Short exercise>
Reproduce the data exactly.

Source material>
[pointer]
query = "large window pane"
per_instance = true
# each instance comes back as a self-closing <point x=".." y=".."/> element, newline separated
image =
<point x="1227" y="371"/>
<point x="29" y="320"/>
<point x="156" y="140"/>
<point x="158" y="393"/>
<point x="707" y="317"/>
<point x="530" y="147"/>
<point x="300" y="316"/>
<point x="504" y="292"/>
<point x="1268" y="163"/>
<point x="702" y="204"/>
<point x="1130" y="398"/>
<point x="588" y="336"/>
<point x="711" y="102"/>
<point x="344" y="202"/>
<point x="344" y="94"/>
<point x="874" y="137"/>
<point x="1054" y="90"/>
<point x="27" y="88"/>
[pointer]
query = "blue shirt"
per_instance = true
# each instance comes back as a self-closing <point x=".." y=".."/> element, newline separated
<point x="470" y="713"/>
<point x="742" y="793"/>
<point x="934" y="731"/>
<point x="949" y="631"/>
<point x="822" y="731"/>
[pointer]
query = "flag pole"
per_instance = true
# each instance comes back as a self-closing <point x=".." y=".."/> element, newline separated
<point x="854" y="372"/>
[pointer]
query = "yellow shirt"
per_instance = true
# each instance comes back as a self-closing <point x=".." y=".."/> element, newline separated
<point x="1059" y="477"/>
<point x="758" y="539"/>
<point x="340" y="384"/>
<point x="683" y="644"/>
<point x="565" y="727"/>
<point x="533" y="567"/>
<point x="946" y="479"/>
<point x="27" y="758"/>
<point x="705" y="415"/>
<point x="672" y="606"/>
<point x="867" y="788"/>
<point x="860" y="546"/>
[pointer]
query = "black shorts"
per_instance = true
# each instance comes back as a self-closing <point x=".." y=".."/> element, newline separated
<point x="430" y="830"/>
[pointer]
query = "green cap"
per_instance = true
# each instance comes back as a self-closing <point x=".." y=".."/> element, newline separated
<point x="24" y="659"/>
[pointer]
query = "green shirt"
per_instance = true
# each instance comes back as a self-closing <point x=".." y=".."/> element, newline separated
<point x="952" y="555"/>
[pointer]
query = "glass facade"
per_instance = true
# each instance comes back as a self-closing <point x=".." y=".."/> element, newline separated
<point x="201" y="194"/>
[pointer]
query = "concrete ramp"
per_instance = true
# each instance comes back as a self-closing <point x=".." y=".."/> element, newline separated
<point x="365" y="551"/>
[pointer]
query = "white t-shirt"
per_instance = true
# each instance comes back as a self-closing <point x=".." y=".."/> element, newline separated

Response to this task>
[pointer]
query = "large window pane"
per_instance = true
# each instance comes back as a self-closing <point x=".." y=".."/> element, newline separated
image =
<point x="1227" y="371"/>
<point x="29" y="320"/>
<point x="156" y="140"/>
<point x="158" y="393"/>
<point x="707" y="317"/>
<point x="530" y="147"/>
<point x="300" y="316"/>
<point x="504" y="292"/>
<point x="1268" y="163"/>
<point x="702" y="204"/>
<point x="1130" y="398"/>
<point x="588" y="336"/>
<point x="711" y="102"/>
<point x="344" y="202"/>
<point x="344" y="94"/>
<point x="874" y="137"/>
<point x="1054" y="90"/>
<point x="27" y="88"/>
[pointer]
query = "blue shirt"
per_instance = true
# each instance comes back as a self-closing <point x=".." y=".."/> element, newline separated
<point x="470" y="713"/>
<point x="742" y="793"/>
<point x="934" y="731"/>
<point x="949" y="631"/>
<point x="822" y="731"/>
[pointer]
query = "flag pole"
per_instance = true
# each instance comes back as a self-closing <point x=".." y=".."/> element, newline separated
<point x="854" y="372"/>
[pointer]
query = "yellow shirt"
per_instance = true
# each instance comes back as a self-closing <point x=".." y=".."/> element, newline separated
<point x="1059" y="477"/>
<point x="758" y="539"/>
<point x="340" y="384"/>
<point x="683" y="644"/>
<point x="565" y="727"/>
<point x="533" y="567"/>
<point x="946" y="479"/>
<point x="27" y="758"/>
<point x="705" y="415"/>
<point x="672" y="606"/>
<point x="867" y="788"/>
<point x="860" y="546"/>
[pointer]
query = "black shorts"
per_instance = true
# each instance comes back as a self-closing <point x=".." y=".."/> element, newline separated
<point x="430" y="830"/>
[pointer]
query = "green cap"
per_instance = true
# each instance comes back as a self-closing <point x=".." y=".."/> element, newline separated
<point x="24" y="659"/>
[pointer]
query = "green shirt"
per_instance = true
# each instance comes back as a self-closing <point x=".." y=".."/> element, newline separated
<point x="952" y="555"/>
[pointer]
query = "glass facade"
per_instance = true
# each instance comes back as a self-closing <point x=".." y=".."/> element, newline separated
<point x="201" y="194"/>
[pointer]
query = "concrete ramp"
per_instance = true
# each instance comes back as a self-closing <point x=".." y=".."/> element, newline separated
<point x="365" y="551"/>
[pointer]
query = "white t-shirt"
per_instance = true
# each instance comes back as a self-closing <point x=".." y=".."/> element, newline separated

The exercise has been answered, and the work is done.